--- What this task involves ---
All lines after the one containing "Exercise. Pin every instance of the small", together with that line itself, should be written out exactly, down to the last line of the entries below.

── Data shown

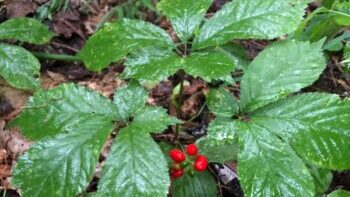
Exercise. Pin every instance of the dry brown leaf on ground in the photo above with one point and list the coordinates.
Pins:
(14, 98)
(105, 83)
(18, 8)
(51, 79)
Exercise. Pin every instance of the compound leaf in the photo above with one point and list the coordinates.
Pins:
(63, 165)
(341, 14)
(26, 30)
(61, 110)
(316, 124)
(135, 167)
(281, 172)
(19, 67)
(221, 142)
(209, 65)
(279, 70)
(339, 193)
(200, 184)
(184, 15)
(244, 19)
(154, 119)
(130, 99)
(115, 41)
(151, 66)
(222, 103)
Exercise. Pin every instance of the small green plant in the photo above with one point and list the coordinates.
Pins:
(283, 140)
(50, 8)
(17, 65)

────

--- Problem solution ---
Exercise. Pin every instance of the small green plant in the photo above with one point and list the coordinates.
Pins:
(283, 140)
(50, 8)
(17, 65)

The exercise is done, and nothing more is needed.